» CONSEGNA A:
Rispondi alle seguenti domande sull'articolo sulla cannabis terapeutica.
(i) In quale data è stato emanato il decreto soprannominato "decreto Lorenzin"?
(ii) Chi ha presentato l'interrogazione a cui ha risposto Marcello Gemmato in Commissione affari sociali?
(iii) In quale giorno è stato firmato l'accordo con l'ISS?
» CONSEGNA B: Riassumi in due frasi l'articolo sulla cannabis terapeutica.
» CONSEGNA C: Ricopia dall'articolo sulla cannabis terapeutica il passo che comincia con "Ora il ministero" e termina con "superiore di sanità.".

» ESTRATTO DEL DOCUMENTO:
________________

Cannabis terapeutica, dopo dieci anni qualcosa si muove: Il Ministero della Salute avvia la revisione del “decreto Lorenzin”, la legge che regola il settore
Il ministero della Salute è al lavoro per modificare la legge sulla cannabis terapeutica che regola il settore in Italia. Parliamo del decreto del 9 novembre 2015, soprannominato "decreto Lorenzin" dal nome dell'allora ministra della Salute, che, oltre a sancire le norme per l produzione di cannabis nello Stabilimento chimico farmaceutico militare di Firenze, l'unico che abbia mai avuto l'autorizzazione per poterla produrre nel nostro Paese, stabilisce le norme per la dispensazione, fino a indicare le patologie per cui veniva suggerita la prescrizione a carico del sistema sanitario nazionale.
Essendo che la sanità in Italia è regolata a livello regionale, dal 2015 ad oggi le varie Regioni hanno legiferato in autonomia, portando a una discordanza di norme per i pazienti. Una persona che nasce in Puglia, ad esempio, può avere la prescrizione gratuita per tutta una serie di patologie, cosa che ad esempio non accade in Calabria. Ecco perché negli anni la richiesta più pressante era stata proprio quella di rivedere questa norma per unificare la legge. la seconda priorità resta quella, come previsto dallo stesso decreto, di aggiornare la lista di patologie per la quale la cannabis abbia benefici riconociuti.
Ora il ministero è al lavoro, come rivelato dal sottosgretario alla Salute Marcello Gemmato che ha risposto in Commissione affari sociali a un'interrogazione di Marianna Ricciardi del M5S. L’obiettivo è adeguare la normativa alle nuove evidenze scientifiche, agli sviluppi regolatori in alcuni Paesi Ue e all’inserimento di monografie nella Farmacopea europea. Per questo, il Ministero ha attivato un confronto strutturato con Regioni, Province autonome, lo Stabilimento chimico farmaceutico militare e l’Istituto superiore di sanità.
Cannabis terapeutica: le modifiche alla legge
Tra le attività già portate avanti, Gemmato ha ricordato la riunione del 17 aprile 2025 con le Regioni, durante la quale sono stati presentati i dati dell’Istituto Superiore di Sanità (ISS) relativi alle prescrizioni e avviata la consultazione sui fabbisogni nazionali da comunicare all’International Narcotics Control Board per il 2026. Successivamente, il 28 aprile, è stato firmato un accordo con l’ISS per fornire “supporto tecnico-scientifico alle attività dell’Organismo statale della Cannabis”. L’intesa prevede il monitoraggio delle prescrizioni magistrali tramite una piattaforma informatica dedicata, l’ampliamento del sistema di fitovigilanza “Vigierbe”, l’organizzazione di corsi di formazione e la redazione di report periodici.

________________

Estratti del dataset:
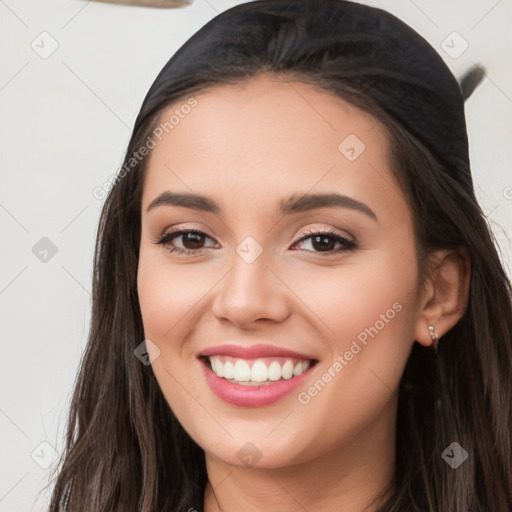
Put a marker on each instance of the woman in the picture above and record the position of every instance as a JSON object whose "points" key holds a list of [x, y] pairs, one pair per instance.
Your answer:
{"points": [[297, 302]]}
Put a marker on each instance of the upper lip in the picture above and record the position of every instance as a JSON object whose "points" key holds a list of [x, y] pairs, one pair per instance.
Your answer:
{"points": [[251, 352]]}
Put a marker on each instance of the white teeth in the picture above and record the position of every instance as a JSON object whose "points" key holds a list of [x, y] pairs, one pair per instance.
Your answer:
{"points": [[229, 370], [241, 372], [259, 372], [274, 371], [287, 370]]}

________________

» RISPOSTA A:
(i) Il 9 novembre 2015.
(ii) Marianna Ricciardi del M5S.
(iii) Il 28 aprile.

» RISPOSTA B: Il ministero della Salute sta lavorando per modificare il decreto del 9 novembre 2015, detto "decreto Lorenzin", che regola la cannabis terapeutica in Italia. Dal 2015 le Regioni hanno legiferato in autonomia, creando norme discordanti per i pazienti, e ora il ministero vuole adeguare la normativa alle nuove evidenze scientifiche attraverso un confronto con Regioni, Province autonome, lo Stabilimento chimico farmaceutico militare e l'Istituto superiore di sanità.

» RISPOSTA C:
Ora il ministero è al lavoro, come rivelato dal sottosgretario alla Salute Marcello Gemmato che ha risposto in Commissione affari sociali a un'interrogazione di Marianna Ricciardi del M5S. L’obiettivo è adeguare la normativa alle nuove evidenze scientifiche, agli sviluppi regolatori in alcuni Paesi Ue e all’inserimento di monografie nella Farmacopea europea. Per questo, il Ministero ha attivato un confronto strutturato con Regioni, Province autonome, lo Stabilimento chimico farmaceutico militare e l’Istituto superiore di sanità.